■ Source passage ■
────────────────────────────────────────

Invited Speakers

Hynek Hermansky

Professor Emeritus,

Department of Electrical and Computer Engineering, Johns Hopkins University, USA.

Hynek Hermansky received a M.S. in Electrical Engineering (1972) from Technical University Brno, Czech Republic and a Ph.D. in Electrical Engineering (1983) from University of Tokyo, Japan. He has been at the forefront of groundbreaking research in human hearing and speech technology research for more than three decades, both in industrial research labs and in academia.  The main focus of Hermansky’s is on using bio-inspired methods to recognize information in speech-related signals. Hermansky currently holds the position of Research Professor at Brno University of Technology in the Czech Republic. He is Julian S. Smith Professor Emeritus at Johns Hopkins University where he was for ten years leading an internationally acclaimed group of Johns Hopkins faculty, students, and visiting researchers at the Center for Language and Speech Processing (CLSP), which comprises one of the largest and most prestigious speech and language-oriented academic groups in the world. His past affiliations include the director of research at IDIAP Research Institute, Martigny, Switzerland (2003-2008), titular professor at the Swiss Federal Institute of Technology in Lausanne, Switzerland (2005-2008), professor at the Oregon Health and Sciences University (previously Oregon Graduate Institute), a senior member of the Research Staff at the U.S. WEST Advanced Technologies in Boulder, CO, and research engineer at Panasonic Technologies in Santa Barbara, California.

────────────────────────────────────────

■ Records shown ■
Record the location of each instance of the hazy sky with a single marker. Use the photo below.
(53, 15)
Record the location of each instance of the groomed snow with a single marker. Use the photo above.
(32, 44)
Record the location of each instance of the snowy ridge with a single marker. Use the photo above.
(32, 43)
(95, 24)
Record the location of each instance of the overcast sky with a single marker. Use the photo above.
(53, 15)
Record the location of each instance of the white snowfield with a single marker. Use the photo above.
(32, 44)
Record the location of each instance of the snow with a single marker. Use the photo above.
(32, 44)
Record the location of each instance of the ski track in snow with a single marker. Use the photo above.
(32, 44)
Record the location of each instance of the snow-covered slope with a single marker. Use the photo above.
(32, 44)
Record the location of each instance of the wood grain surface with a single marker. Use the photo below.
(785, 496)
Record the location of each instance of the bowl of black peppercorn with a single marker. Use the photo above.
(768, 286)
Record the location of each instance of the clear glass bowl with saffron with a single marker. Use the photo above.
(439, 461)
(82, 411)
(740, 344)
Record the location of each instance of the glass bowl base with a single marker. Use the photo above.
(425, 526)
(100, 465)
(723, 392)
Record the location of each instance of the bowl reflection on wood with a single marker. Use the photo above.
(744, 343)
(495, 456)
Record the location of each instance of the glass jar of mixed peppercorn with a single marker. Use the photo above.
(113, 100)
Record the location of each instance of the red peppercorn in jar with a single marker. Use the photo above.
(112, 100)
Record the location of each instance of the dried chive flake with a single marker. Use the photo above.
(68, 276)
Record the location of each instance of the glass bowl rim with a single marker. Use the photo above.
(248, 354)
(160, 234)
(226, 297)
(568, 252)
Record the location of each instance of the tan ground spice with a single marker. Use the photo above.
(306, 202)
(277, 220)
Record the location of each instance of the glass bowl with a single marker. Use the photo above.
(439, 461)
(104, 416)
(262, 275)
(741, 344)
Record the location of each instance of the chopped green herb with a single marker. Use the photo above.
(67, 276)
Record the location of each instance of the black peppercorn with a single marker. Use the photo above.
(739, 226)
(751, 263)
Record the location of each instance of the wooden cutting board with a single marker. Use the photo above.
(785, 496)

────────────────────────────────────────

■ Task statement ■
The speaker biography mentions both the Oregon Health and Sciences University and the Oregon Graduate Institute. In one to three sentences, explain why it names both.

■ Exercise output ■
Both names refer to the same institution: the Oregon Graduate Institute is its earlier name. The biography gives the old name in parentheses alongside Hermansky's former professorship at the Oregon Health and Sciences University.